:: Task directions ::
For the records that follow, return only the count of lines containing the string "floodwater".

:: Data provided ::
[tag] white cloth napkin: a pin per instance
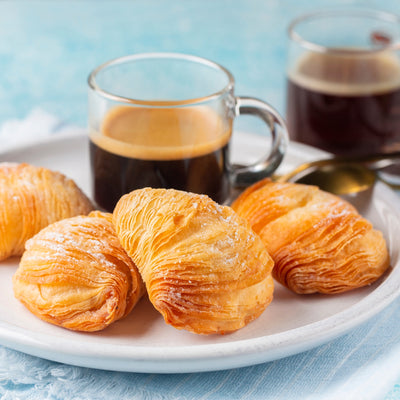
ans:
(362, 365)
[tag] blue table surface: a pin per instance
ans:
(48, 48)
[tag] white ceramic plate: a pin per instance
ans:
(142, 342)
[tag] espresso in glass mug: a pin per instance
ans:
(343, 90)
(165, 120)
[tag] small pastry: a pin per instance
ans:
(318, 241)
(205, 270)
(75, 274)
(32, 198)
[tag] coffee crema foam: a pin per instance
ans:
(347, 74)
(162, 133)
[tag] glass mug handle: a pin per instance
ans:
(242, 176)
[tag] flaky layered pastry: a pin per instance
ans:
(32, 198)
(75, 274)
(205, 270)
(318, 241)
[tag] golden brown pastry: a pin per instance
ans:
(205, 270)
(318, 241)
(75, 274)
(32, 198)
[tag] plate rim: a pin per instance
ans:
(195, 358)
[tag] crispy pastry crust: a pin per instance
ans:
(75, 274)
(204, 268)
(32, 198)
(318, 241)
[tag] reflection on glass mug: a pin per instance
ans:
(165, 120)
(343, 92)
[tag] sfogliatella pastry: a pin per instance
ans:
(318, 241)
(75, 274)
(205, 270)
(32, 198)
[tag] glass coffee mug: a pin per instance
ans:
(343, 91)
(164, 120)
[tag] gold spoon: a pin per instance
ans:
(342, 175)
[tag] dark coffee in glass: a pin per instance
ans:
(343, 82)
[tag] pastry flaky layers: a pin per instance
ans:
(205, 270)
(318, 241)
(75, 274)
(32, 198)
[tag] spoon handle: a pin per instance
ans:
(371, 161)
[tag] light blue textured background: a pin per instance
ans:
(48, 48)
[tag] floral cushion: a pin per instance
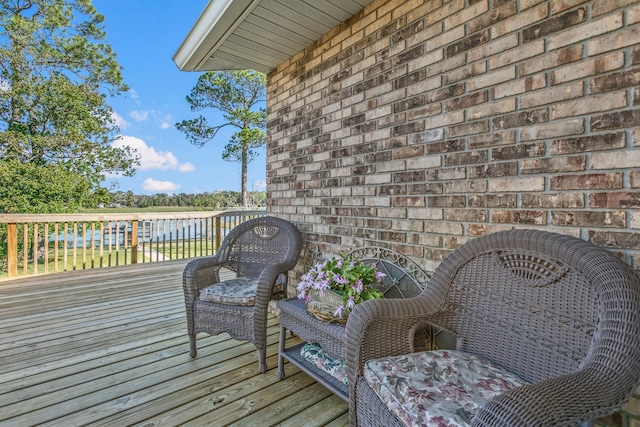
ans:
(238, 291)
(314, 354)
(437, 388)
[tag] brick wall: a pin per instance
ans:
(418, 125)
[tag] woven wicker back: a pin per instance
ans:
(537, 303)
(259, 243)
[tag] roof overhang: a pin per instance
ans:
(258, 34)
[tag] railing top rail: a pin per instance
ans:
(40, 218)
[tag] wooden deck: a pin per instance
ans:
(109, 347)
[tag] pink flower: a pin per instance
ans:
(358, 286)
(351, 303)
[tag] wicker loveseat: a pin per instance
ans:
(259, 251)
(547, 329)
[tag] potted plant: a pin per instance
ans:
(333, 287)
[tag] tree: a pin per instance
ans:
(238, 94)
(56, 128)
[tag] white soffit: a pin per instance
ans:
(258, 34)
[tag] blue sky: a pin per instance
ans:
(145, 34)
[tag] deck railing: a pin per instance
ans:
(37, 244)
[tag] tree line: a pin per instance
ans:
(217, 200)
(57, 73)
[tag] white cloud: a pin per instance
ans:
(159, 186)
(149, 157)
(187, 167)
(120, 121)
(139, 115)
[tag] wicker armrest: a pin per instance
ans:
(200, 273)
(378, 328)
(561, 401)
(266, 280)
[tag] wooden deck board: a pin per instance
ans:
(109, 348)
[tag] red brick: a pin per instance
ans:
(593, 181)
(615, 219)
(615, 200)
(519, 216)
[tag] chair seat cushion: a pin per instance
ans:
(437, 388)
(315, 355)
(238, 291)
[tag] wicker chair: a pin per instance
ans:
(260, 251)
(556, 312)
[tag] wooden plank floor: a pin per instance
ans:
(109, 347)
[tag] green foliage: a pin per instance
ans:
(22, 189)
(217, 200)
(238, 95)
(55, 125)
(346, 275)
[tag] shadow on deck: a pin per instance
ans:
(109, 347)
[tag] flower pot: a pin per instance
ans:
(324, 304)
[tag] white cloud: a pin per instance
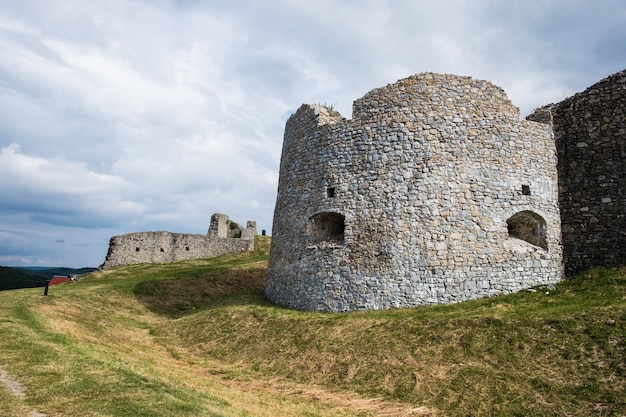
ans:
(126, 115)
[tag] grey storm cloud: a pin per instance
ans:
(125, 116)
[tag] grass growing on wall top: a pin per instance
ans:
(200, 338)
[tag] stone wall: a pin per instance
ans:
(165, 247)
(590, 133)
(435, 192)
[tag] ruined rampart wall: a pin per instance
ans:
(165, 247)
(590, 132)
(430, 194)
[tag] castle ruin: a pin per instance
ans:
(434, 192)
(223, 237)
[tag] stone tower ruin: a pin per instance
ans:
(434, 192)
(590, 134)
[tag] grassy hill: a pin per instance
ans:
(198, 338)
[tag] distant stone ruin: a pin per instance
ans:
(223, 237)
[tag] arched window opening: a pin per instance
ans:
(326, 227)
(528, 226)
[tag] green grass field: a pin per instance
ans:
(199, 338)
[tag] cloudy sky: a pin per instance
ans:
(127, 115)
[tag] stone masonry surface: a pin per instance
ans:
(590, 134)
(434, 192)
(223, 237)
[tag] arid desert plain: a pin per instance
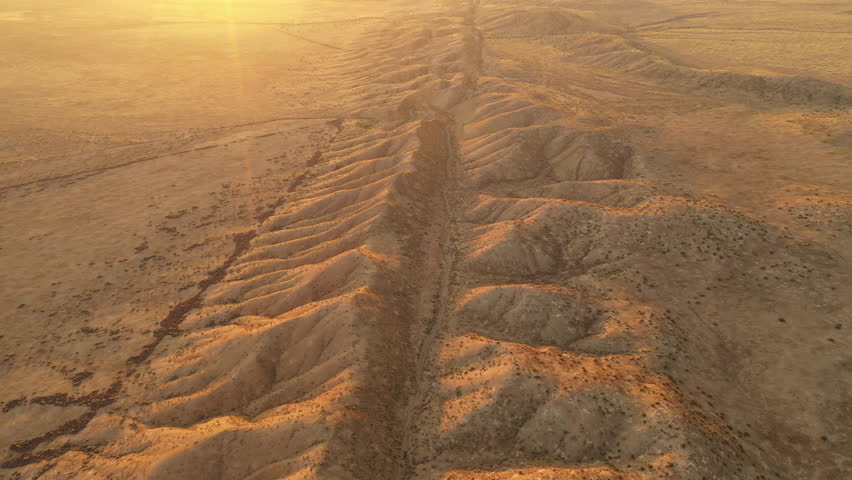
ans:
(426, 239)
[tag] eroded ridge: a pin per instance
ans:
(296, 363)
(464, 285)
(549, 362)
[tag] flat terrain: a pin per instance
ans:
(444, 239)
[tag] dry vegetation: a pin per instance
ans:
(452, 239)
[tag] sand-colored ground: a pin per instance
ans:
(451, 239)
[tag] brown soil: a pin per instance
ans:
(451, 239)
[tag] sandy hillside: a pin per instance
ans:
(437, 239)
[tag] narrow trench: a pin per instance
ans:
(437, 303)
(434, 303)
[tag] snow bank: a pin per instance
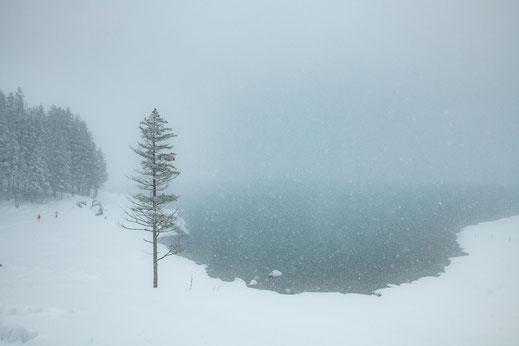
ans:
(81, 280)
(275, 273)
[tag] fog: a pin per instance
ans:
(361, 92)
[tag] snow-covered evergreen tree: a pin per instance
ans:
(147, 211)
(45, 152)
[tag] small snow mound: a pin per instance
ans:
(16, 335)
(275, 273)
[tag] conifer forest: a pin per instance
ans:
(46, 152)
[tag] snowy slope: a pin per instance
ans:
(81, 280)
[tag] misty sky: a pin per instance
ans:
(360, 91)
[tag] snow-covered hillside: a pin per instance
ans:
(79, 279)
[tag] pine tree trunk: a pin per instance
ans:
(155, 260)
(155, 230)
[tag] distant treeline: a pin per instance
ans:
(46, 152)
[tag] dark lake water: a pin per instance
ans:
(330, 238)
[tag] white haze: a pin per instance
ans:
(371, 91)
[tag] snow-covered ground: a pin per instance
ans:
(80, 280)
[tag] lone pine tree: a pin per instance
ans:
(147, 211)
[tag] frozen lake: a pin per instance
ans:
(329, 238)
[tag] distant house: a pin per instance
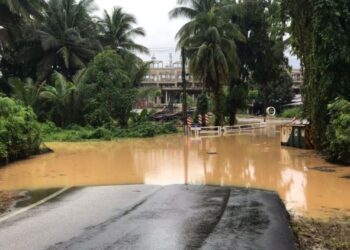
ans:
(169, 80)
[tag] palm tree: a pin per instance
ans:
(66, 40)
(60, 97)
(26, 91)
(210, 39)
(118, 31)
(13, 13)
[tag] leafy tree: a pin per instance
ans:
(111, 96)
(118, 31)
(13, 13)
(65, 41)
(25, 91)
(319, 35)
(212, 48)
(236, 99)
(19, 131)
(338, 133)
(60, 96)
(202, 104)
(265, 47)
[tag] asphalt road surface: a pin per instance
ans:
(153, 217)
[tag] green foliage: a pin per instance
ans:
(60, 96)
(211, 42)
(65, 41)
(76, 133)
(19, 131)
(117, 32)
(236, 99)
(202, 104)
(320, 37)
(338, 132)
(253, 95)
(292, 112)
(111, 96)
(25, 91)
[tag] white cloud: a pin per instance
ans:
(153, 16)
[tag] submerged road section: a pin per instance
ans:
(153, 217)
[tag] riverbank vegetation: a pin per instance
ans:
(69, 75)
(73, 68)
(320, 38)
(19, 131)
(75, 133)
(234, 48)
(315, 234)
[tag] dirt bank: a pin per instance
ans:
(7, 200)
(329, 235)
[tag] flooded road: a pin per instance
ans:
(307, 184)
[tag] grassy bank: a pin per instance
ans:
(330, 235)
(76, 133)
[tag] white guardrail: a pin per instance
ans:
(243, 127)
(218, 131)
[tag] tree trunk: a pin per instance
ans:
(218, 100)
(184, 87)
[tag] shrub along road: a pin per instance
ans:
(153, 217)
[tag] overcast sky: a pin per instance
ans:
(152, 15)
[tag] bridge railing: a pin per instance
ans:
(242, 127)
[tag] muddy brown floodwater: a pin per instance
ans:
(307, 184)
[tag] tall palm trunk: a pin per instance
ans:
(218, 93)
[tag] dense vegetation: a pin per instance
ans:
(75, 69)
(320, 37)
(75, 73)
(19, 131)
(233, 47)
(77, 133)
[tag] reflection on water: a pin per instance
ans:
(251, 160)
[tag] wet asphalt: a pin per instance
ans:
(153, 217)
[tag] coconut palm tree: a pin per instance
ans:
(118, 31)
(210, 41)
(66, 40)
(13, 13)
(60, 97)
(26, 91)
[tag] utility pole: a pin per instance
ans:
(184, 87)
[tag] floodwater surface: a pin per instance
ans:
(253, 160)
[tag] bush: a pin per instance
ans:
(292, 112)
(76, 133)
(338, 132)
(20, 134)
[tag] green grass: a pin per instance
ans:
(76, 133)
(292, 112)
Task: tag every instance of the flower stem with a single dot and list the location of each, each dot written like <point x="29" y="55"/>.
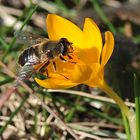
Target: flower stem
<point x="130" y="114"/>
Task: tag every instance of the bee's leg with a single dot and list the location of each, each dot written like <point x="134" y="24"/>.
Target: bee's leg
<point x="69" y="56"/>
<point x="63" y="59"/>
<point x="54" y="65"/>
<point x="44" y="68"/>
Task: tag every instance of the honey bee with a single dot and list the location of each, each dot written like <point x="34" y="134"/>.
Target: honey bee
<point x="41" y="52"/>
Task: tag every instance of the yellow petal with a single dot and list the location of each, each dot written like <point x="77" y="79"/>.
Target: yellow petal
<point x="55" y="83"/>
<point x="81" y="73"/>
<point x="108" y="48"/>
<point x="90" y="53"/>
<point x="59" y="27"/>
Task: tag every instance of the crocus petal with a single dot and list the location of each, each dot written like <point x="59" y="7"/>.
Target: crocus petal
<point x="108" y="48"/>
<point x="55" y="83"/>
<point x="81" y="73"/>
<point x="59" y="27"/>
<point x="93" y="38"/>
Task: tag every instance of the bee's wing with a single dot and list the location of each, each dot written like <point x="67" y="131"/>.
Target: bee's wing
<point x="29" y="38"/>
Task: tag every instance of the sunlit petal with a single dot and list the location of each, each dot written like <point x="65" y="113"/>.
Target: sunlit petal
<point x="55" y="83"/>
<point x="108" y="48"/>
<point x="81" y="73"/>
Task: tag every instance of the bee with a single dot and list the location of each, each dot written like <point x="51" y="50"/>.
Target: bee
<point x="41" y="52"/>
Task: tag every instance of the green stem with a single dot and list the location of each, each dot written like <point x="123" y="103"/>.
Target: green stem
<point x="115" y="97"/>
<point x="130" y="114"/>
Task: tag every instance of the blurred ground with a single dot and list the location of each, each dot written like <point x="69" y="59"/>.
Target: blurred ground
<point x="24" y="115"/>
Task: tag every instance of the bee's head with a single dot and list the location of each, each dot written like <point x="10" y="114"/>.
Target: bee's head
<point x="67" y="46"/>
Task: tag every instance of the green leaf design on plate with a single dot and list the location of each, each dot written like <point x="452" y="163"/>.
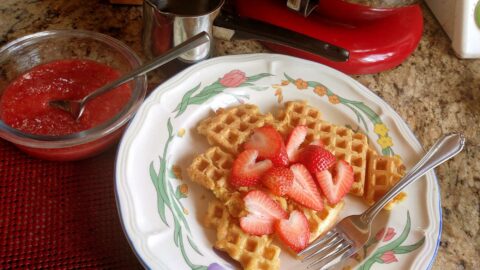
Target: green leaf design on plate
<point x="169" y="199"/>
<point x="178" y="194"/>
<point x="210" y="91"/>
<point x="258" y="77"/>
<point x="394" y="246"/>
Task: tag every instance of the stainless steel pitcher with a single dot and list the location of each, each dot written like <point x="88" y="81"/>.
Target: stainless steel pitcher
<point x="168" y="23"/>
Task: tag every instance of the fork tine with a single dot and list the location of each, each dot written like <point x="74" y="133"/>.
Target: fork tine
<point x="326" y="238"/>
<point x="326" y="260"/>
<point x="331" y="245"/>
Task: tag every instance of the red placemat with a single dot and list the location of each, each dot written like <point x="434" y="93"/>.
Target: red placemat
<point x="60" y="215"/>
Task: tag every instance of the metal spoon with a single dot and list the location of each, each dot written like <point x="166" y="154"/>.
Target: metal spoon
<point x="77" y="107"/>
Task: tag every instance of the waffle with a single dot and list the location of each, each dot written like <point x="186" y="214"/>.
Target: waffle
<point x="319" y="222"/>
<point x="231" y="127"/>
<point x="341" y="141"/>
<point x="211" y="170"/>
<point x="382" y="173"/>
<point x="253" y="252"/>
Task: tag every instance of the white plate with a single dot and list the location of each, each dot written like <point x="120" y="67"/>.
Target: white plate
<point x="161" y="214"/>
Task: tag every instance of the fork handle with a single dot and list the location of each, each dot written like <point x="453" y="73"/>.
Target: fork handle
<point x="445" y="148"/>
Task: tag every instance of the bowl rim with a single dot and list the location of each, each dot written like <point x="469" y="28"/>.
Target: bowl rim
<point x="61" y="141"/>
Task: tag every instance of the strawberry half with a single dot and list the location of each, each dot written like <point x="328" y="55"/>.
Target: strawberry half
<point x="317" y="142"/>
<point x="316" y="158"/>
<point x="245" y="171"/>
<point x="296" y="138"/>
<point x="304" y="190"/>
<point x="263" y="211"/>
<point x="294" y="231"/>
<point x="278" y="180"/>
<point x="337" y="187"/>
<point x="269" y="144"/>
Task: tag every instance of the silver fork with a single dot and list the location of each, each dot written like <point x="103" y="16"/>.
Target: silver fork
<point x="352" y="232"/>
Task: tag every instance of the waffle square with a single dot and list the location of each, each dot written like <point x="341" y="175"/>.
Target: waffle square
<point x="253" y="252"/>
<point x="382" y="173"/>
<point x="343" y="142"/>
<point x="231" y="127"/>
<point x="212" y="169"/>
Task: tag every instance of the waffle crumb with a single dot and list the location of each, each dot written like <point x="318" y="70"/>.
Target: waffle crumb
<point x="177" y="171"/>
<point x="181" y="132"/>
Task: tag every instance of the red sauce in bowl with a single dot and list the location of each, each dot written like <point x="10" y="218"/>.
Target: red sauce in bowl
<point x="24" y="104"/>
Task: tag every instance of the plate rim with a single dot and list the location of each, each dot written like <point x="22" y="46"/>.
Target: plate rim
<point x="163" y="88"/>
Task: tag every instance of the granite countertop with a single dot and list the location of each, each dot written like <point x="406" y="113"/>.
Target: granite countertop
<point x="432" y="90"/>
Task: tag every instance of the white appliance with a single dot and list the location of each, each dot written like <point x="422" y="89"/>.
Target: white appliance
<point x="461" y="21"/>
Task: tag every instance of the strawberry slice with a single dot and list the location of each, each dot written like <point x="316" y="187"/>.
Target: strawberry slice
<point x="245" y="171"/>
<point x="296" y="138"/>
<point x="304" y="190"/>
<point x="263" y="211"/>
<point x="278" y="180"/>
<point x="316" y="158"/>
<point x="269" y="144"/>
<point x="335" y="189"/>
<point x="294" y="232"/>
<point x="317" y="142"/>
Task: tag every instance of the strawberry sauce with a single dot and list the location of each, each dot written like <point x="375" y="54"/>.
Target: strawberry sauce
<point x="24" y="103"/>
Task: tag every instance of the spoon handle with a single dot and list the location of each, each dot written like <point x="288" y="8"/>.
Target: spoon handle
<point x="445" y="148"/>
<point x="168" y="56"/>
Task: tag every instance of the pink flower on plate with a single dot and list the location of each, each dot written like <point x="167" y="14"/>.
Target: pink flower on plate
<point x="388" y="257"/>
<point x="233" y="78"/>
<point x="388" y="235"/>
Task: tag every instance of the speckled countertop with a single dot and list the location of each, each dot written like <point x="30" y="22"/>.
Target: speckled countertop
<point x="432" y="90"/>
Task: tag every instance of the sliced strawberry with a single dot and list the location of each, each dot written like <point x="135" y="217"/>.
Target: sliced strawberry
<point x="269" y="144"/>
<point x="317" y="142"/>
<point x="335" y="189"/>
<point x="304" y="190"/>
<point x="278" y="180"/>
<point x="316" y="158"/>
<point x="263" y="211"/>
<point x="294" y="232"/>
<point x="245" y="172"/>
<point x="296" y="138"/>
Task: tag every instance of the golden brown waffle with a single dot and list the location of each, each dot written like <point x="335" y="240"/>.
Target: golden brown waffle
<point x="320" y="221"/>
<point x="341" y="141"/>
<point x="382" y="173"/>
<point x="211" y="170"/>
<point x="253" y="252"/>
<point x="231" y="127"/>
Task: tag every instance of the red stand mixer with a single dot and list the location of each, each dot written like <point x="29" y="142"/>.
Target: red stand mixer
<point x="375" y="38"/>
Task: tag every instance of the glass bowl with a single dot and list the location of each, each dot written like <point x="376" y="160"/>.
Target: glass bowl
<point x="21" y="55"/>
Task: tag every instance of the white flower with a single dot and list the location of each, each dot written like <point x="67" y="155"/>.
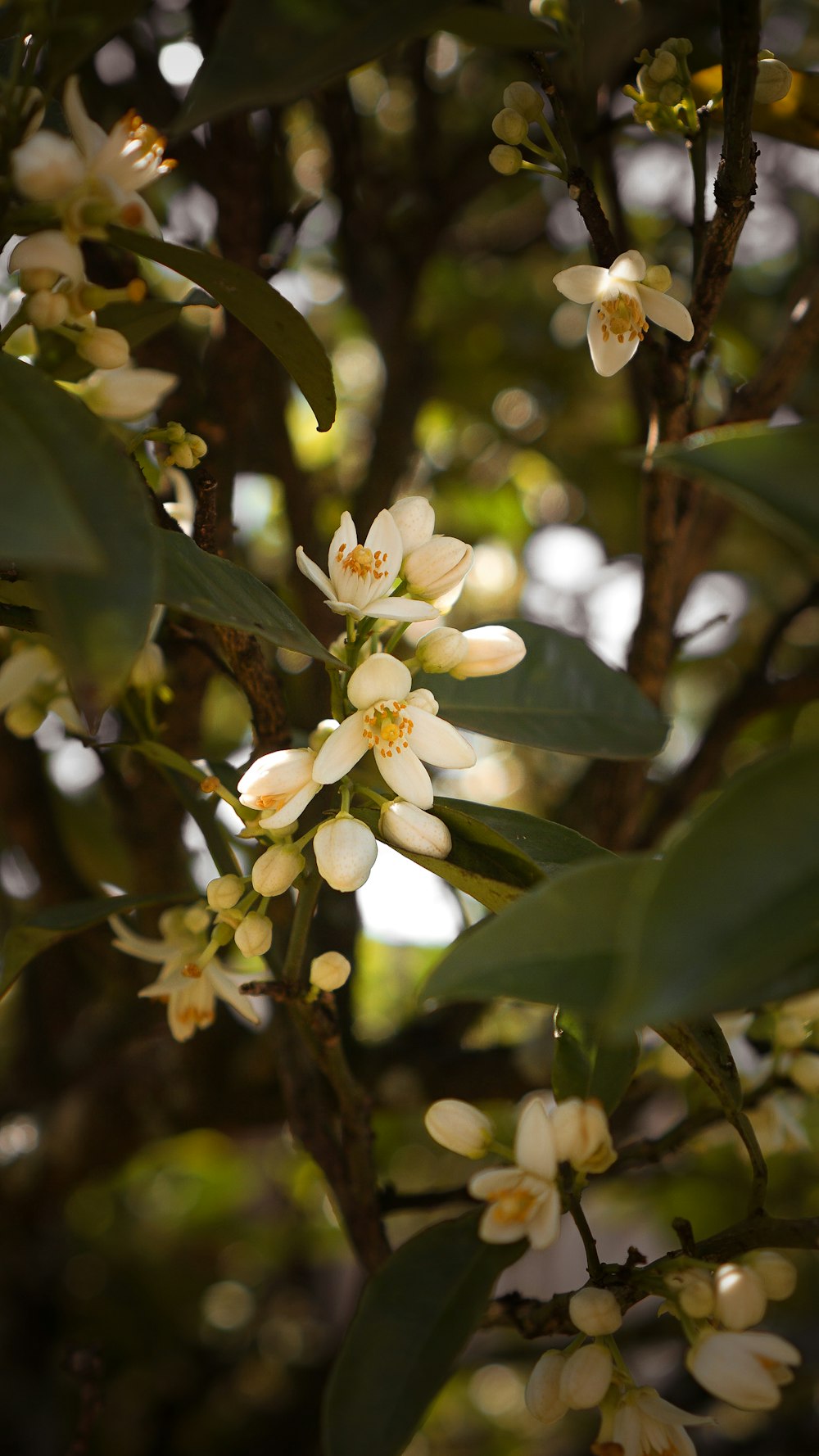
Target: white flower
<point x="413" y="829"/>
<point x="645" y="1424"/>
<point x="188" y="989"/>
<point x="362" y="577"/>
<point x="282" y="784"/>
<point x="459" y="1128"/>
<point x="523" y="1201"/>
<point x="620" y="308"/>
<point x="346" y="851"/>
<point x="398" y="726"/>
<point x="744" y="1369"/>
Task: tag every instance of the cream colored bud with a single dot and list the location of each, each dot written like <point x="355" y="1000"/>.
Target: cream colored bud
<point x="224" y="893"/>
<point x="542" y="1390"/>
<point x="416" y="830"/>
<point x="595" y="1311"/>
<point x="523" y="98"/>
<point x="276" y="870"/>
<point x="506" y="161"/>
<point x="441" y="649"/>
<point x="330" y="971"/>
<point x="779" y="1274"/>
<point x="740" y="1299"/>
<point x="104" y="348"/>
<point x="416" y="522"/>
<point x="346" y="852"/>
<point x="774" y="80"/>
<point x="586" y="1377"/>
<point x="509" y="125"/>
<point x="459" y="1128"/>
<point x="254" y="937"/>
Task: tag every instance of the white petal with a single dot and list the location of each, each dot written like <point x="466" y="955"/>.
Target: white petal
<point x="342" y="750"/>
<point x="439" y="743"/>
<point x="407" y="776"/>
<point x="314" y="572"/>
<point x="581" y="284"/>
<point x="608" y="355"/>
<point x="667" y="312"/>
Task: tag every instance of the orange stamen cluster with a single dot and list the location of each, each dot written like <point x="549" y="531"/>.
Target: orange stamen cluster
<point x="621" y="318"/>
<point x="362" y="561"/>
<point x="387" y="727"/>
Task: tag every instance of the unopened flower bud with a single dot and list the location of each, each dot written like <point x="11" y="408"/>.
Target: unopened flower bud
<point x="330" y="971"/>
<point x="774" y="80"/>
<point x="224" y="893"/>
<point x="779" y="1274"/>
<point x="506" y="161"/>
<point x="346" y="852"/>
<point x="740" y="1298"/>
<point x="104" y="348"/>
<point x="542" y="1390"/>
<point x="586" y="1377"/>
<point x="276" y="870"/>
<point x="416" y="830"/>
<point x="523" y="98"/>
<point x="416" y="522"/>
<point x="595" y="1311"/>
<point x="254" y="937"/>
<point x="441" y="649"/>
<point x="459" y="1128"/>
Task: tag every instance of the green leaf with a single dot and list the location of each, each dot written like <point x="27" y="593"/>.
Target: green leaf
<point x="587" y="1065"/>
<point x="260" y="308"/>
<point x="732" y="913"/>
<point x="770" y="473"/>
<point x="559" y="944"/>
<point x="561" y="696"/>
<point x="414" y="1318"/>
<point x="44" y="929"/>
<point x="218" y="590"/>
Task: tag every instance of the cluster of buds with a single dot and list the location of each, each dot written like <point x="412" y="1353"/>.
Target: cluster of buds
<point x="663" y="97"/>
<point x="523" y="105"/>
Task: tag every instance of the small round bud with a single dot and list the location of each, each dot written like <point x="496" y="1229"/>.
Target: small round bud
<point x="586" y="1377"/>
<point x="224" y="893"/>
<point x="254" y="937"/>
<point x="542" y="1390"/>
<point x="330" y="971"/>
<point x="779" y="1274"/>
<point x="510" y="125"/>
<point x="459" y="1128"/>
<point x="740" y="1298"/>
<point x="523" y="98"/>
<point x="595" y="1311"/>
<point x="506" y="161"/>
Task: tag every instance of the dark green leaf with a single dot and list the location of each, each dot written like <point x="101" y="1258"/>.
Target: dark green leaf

:: Written solution ::
2